(Referring expression pointing data)
◆ ◆ ◆

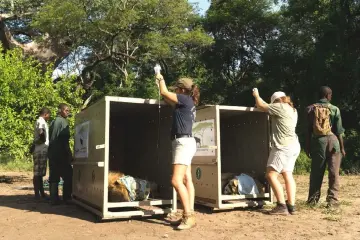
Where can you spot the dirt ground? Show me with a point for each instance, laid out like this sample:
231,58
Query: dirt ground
22,218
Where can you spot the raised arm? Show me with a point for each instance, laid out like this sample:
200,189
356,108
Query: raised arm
261,104
169,97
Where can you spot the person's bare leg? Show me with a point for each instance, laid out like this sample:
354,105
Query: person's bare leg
275,184
178,183
190,187
290,187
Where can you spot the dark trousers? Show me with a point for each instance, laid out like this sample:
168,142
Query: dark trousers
325,151
65,171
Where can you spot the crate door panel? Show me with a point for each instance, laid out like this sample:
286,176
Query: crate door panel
89,153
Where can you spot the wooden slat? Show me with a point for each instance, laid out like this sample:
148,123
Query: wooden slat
237,197
153,202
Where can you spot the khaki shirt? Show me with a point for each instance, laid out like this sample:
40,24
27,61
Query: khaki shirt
283,124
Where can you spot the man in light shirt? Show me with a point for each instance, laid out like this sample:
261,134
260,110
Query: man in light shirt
41,142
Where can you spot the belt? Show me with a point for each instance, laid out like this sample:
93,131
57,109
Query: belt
173,137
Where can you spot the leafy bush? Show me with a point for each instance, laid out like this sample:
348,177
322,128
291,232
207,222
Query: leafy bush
25,89
351,163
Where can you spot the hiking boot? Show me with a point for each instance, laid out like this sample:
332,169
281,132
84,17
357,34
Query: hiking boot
176,223
280,209
54,194
333,204
187,221
291,208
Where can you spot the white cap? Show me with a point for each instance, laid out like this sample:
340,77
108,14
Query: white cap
277,95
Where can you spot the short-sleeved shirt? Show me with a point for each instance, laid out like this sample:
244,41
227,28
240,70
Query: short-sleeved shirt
335,117
41,124
59,137
183,115
283,124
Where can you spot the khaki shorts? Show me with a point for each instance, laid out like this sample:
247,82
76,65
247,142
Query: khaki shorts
283,159
183,150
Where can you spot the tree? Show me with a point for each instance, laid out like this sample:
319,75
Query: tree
127,36
16,31
240,29
24,91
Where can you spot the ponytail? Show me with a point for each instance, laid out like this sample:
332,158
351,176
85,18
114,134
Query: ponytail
195,94
287,100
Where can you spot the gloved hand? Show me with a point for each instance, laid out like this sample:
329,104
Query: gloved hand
255,92
158,75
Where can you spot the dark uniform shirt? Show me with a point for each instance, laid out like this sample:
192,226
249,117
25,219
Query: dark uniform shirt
59,136
335,117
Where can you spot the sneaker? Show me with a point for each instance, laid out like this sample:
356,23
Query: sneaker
187,222
280,209
291,208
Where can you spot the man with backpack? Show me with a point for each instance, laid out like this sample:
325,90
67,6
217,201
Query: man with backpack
325,145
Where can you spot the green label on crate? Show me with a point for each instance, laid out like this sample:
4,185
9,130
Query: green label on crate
198,173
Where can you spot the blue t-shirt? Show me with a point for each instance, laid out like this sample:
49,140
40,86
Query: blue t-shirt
184,115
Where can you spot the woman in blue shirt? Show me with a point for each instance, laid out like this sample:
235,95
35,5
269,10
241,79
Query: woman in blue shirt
184,100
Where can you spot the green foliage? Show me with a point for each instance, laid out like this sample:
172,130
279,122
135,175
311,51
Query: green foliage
125,39
351,163
240,29
25,89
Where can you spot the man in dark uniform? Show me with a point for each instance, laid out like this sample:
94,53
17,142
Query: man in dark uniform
325,146
60,156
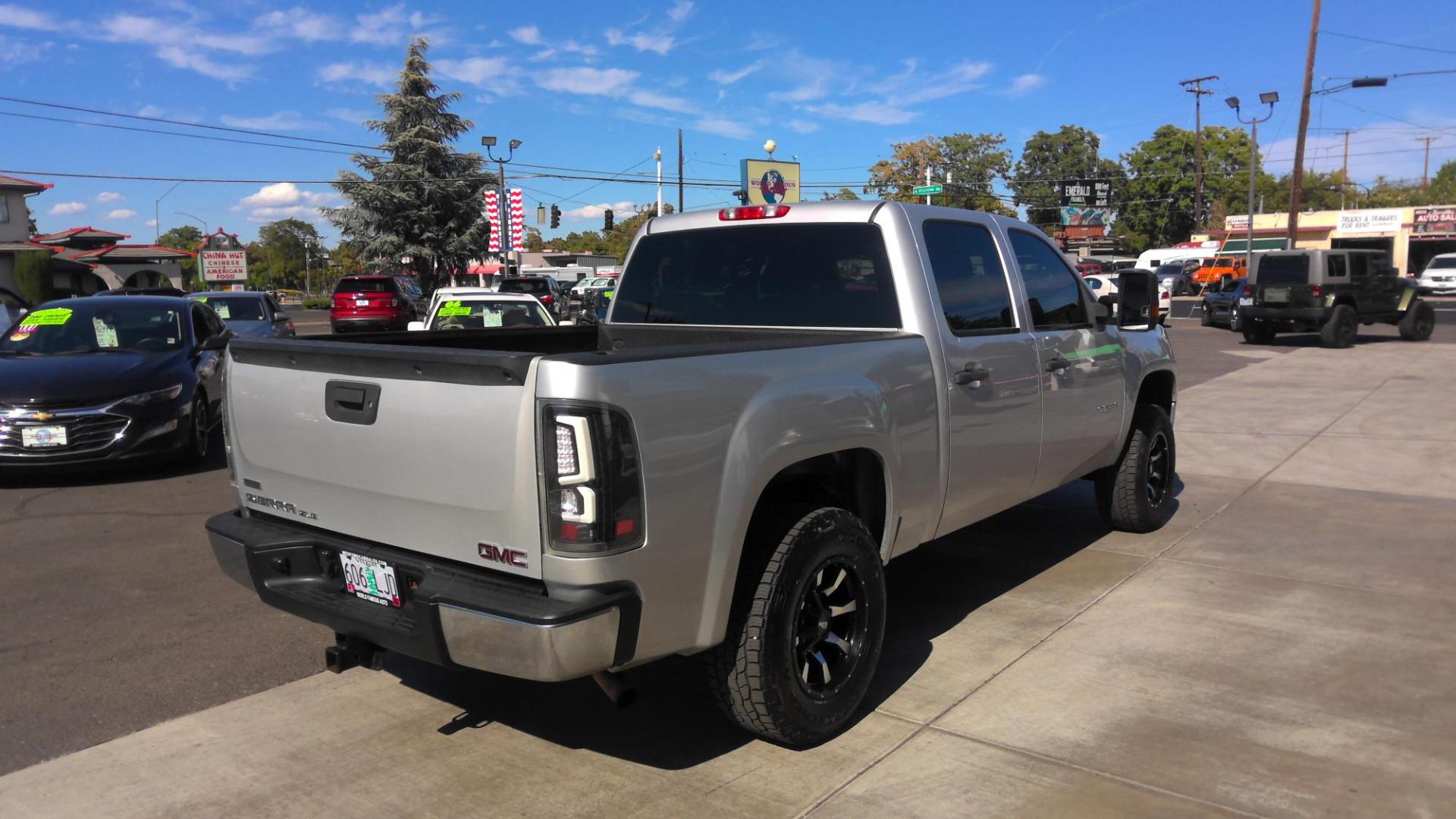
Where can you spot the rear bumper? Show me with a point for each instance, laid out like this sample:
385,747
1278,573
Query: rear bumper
450,615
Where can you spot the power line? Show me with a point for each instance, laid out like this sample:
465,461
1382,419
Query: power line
169,133
182,123
1386,42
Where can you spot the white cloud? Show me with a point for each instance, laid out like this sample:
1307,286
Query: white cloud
606,82
302,24
370,74
653,99
180,57
15,17
730,77
530,36
730,129
874,112
278,121
1027,83
680,11
588,212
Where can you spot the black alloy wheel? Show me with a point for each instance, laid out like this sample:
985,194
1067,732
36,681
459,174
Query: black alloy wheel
830,629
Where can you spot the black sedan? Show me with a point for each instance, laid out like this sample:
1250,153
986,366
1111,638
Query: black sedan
107,379
249,314
1220,302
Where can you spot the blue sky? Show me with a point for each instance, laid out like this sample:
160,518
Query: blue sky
601,86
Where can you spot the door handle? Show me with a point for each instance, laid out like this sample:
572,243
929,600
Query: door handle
971,375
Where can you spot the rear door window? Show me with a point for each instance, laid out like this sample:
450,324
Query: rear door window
970,279
1283,270
761,276
1053,292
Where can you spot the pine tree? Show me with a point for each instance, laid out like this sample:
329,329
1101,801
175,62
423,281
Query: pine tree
419,206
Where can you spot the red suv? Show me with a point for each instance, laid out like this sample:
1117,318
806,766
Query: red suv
375,302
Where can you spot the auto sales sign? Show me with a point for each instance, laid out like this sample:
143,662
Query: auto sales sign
223,265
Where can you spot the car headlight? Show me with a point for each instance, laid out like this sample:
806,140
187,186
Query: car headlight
155,397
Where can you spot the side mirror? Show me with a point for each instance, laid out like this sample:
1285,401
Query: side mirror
1138,300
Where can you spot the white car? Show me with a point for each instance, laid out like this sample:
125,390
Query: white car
1439,276
482,311
1107,286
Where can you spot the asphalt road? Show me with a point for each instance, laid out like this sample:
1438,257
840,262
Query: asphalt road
117,618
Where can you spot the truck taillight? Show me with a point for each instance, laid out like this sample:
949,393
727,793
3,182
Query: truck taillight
752,212
593,483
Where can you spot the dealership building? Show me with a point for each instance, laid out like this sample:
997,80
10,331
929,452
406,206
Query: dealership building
1410,235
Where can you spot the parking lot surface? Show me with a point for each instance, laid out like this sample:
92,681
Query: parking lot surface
1282,648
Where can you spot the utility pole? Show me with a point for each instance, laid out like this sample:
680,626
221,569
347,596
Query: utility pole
1345,168
1304,127
1426,169
1197,91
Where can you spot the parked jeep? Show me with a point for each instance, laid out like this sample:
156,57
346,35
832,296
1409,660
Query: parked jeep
1332,293
781,400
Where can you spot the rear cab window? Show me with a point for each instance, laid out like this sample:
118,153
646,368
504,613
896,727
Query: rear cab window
826,275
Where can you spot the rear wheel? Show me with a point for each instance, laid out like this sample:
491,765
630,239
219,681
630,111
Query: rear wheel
1419,321
1340,328
804,637
1136,494
1257,331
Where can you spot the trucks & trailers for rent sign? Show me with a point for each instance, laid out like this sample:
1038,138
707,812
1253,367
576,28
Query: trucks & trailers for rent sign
223,265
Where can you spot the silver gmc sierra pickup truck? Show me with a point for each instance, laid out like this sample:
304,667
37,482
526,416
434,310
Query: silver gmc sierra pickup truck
783,400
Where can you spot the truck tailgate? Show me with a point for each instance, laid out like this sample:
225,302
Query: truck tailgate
430,450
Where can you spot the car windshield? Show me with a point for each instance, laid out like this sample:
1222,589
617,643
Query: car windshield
482,314
115,325
1283,270
237,309
363,286
761,275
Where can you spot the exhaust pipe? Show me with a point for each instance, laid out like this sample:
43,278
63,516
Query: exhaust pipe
617,689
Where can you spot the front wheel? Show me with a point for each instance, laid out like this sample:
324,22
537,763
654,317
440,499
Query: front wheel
804,637
1136,494
1419,321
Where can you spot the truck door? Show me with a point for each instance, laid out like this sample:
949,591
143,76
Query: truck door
1082,385
992,375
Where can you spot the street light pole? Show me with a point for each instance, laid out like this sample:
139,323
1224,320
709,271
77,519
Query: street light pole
1254,165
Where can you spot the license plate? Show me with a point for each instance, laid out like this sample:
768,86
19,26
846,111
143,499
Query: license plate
370,579
41,438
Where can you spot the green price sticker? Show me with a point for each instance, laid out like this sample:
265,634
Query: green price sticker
53,316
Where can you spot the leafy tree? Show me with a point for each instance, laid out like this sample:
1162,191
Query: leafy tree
425,199
973,161
1049,161
1155,202
185,238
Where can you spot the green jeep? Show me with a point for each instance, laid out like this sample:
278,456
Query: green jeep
1332,293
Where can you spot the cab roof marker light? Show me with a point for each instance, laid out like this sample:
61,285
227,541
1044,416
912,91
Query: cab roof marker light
752,212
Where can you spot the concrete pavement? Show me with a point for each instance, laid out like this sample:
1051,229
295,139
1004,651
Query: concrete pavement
1283,648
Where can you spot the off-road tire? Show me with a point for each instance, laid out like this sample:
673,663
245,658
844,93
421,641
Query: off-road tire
1123,496
1340,328
1419,321
753,673
1257,331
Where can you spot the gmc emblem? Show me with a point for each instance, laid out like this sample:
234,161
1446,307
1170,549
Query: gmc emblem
500,554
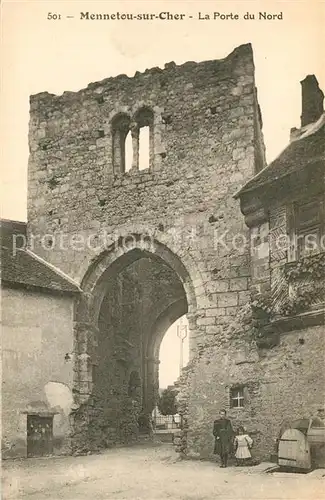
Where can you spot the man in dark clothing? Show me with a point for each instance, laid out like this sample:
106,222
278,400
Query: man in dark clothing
224,435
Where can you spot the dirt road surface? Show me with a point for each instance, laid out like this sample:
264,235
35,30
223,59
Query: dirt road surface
150,472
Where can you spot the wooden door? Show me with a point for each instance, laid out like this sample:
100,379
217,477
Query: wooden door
294,450
39,436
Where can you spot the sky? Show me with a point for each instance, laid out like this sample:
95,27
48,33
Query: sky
41,54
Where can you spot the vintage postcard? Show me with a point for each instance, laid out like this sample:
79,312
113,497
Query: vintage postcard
163,249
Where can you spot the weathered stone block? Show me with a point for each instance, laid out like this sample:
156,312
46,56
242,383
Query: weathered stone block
228,299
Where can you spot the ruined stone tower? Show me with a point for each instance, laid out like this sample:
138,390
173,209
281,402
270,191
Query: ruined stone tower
144,244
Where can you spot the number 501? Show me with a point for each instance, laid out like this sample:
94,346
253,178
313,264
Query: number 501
51,16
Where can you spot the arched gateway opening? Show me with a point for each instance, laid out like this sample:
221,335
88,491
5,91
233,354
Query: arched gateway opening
133,292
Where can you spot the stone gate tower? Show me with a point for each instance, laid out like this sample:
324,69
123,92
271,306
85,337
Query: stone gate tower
146,245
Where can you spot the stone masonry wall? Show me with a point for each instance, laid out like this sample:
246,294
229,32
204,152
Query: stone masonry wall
281,385
204,149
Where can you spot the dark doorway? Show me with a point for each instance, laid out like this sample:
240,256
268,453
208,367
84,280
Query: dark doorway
39,436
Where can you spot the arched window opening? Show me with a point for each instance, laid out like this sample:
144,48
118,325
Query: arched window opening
128,153
120,131
144,120
133,141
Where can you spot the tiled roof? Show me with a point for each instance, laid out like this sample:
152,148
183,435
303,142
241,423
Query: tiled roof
23,268
301,153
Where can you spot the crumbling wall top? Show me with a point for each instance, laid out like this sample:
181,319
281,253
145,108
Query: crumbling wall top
221,67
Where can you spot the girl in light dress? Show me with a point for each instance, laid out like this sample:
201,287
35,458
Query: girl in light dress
243,443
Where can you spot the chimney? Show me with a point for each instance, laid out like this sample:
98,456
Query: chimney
312,100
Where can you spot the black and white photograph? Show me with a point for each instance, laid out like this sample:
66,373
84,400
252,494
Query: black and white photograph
163,250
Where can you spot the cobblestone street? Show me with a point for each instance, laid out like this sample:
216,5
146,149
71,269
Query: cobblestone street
150,472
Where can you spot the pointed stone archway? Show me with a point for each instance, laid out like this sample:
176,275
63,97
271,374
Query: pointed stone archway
132,293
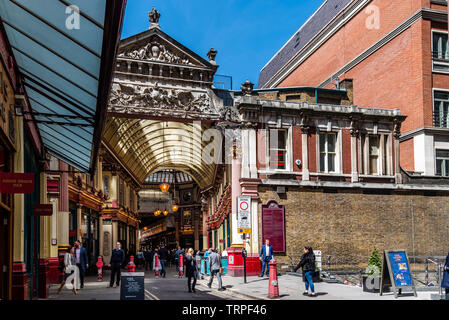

◆ ◆ ◆

• _AIM OF THE EXERCISE_: Using the records above, return verbatim only the part that opens with the line containing "Query: green foliage" and closes with the line containing "Where can you spot the blue sky?"; pictures stay out.

• _TASK ANSWER_:
Query: green foliage
125,39
351,163
240,29
25,89
Where can you spot the man in dark uniform? Show me with a point for each instance, laid out like this sample:
94,53
17,142
Query: man in dark uniform
325,146
60,156
Where can you spot the rear bumper? Show me with a point for each instance, laid out like this sample:
385,747
1278,573
Query: rear bumper
450,615
Where can you spot the power line? Show me with a point for each instance, laid out like this sample:
465,461
1382,419
Query: power line
169,133
182,123
1386,42
Where can you spot the white cloud? Show me with a point for each instance, laid out like this sample:
1307,286
Query: white cloud
606,82
302,24
370,74
653,99
180,57
15,17
730,77
530,36
730,129
874,112
278,121
1027,83
680,11
588,212
Where can you spot the black alloy wheel? Show me with a point for each instance, laid out like this sample:
985,194
1067,732
36,681
459,174
Query: black alloy wheel
830,629
Where can you spot the black sedan? Show me with a point for each instance, laid out like this sample:
1250,153
986,366
1111,638
Query: black sedan
107,379
249,314
1220,302
Where can you spot the blue sky? Show me with a point for each instance, laid out like this sample:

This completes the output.